# Texte du document
L'esprit de Gezi renaît-il de ses cendres ?
Erdoğan entend bien construire une caserne ottomane à l'emplacement du parc Gezi - soit le projet de construction qui avait été à l'origine d'un mouvement de protestation national en 2013. Parallèlement, plus de 370 lycées turcs dénoncent la politique restrictive du gouvernement AKP en matière d'éducation. La Turquie va-t-elle au devant d'une nouvelle révolte ?
Erdoğan veut provoquer une guerre civile
Pour le journal en ligne libéral T24, l’annonce du président turc s’apparente à une véritable provocation :
«M. Erdoğan sait très bien que ces propos, dans la situation dangereuse, tendue et explosive que connaît le pays, déclenchera l'ire d'une partie importante de la population et attisera les tensions, la colère et la polarisation dans notre société. C'est précisément l’objectif. … Le plan consiste-t-il à étendre à l’ouest, notamment à Istanbul, la guerre menée contre les Kurdes dans l’est et le sud-est du pays ? On refuse d’y songer et d’y croire, mais si l’on porte un regard sociologique sur les développements et évènements politiques de ces deux ou trois dernières années, ainsi que sur le style et la logique d’Erdoğan, il y a de quoi prendre cette crainte au sérieux. … La priorité sera donc de déjouer ces provocations.»

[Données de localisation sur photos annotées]
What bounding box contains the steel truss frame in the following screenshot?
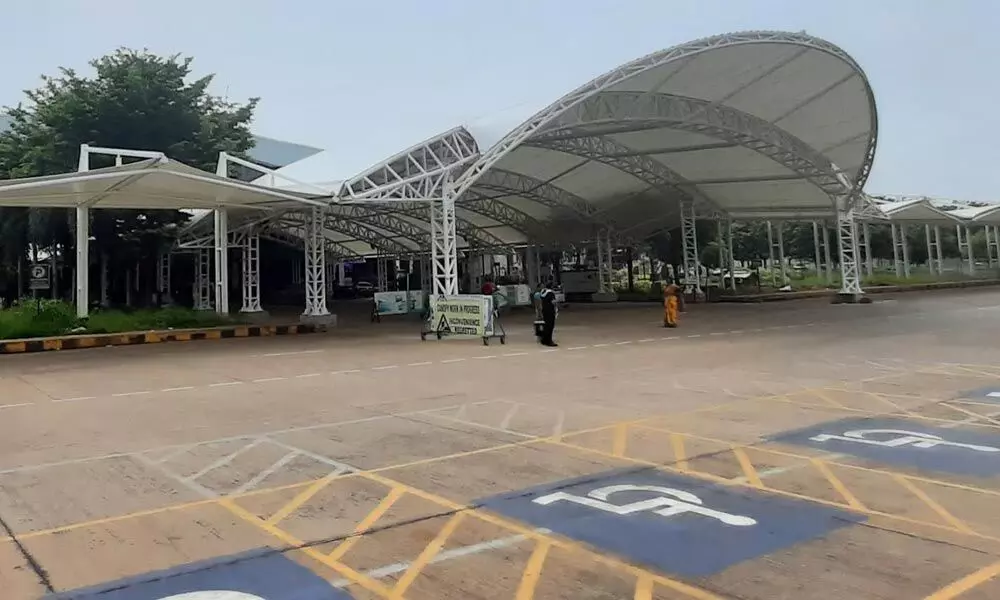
[983,225,1000,269]
[455,31,878,200]
[955,225,976,275]
[338,127,480,202]
[240,229,264,313]
[429,176,458,296]
[156,250,173,304]
[525,134,719,219]
[193,247,212,310]
[681,199,701,296]
[530,92,850,198]
[889,223,910,278]
[837,209,864,299]
[767,221,788,287]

# Consigne
Traduisez en anglais cette phrase de l'article sur le parc Gezi : « Parallèlement, plus de 370 lycées turcs dénoncent la politique restrictive du gouvernement AKP en matière d'éducation. »

# Corrigé
At the same time, more than 370 Turkish high schools are denouncing the AKP government's restrictive education policy.